WHAT NEEDS TO BE DONE
Show, from the entries below, every line in which "rope" appears.

STORED DATA
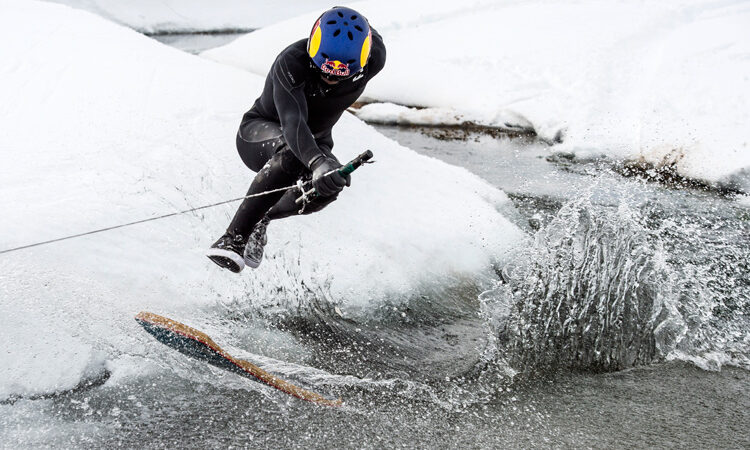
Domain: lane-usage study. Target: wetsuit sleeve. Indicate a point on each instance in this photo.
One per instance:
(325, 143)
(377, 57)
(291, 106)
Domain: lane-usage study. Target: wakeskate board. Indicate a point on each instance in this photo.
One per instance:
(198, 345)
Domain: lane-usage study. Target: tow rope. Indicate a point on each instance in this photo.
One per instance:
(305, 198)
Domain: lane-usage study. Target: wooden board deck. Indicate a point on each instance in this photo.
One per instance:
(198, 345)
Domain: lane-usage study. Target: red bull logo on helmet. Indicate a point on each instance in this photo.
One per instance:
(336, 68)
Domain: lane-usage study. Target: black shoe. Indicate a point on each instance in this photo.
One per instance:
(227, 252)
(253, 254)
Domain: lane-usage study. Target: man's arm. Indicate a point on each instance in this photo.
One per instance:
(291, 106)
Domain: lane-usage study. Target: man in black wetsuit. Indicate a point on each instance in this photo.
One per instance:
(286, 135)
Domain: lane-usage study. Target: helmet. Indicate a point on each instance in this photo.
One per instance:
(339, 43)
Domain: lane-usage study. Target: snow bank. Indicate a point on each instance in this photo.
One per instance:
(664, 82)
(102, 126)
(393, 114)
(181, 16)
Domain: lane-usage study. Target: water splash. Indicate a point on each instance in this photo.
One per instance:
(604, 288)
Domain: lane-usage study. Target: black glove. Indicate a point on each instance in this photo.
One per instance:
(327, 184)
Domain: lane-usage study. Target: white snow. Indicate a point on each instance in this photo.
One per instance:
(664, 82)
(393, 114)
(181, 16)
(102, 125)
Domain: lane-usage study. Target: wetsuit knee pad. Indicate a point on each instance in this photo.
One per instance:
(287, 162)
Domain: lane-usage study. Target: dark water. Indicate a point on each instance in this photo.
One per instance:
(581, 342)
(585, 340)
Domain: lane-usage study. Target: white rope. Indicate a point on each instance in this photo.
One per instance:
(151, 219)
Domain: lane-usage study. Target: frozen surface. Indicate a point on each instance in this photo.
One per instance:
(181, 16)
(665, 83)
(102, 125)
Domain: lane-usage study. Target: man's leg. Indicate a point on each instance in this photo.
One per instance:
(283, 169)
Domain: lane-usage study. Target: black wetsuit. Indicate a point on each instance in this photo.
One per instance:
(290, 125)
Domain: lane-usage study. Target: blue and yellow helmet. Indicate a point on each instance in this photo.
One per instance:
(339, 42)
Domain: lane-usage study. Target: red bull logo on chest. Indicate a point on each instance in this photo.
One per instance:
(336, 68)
---
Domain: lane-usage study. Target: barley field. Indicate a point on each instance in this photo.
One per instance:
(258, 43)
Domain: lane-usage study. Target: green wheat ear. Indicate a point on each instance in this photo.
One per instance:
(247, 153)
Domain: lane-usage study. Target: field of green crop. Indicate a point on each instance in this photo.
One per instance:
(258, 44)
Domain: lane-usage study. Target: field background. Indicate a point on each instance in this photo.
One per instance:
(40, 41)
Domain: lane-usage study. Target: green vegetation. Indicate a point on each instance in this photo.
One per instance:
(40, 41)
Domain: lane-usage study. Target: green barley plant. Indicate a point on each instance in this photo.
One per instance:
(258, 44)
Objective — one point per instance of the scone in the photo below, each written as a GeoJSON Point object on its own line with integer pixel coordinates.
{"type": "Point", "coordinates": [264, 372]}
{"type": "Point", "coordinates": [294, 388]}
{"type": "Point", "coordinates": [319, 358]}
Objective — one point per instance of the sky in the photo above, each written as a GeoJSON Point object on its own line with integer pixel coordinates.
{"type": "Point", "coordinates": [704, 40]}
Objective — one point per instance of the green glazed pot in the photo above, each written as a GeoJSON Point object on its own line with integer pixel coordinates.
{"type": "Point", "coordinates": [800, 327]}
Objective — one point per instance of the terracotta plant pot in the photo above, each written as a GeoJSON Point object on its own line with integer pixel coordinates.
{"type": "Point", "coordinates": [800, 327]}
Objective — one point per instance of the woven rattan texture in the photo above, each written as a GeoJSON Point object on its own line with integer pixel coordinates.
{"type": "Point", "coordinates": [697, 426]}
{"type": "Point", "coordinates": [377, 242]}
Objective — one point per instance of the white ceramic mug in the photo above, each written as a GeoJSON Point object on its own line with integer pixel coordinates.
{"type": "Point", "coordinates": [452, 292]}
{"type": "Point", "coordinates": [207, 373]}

TASK ANSWER
Domain: lane-usage study. Target: tow rope. Indicate a point on each instance in this photo.
Domain: lane-usage study. Target: white rope. Indicate a point on each instance in this photo.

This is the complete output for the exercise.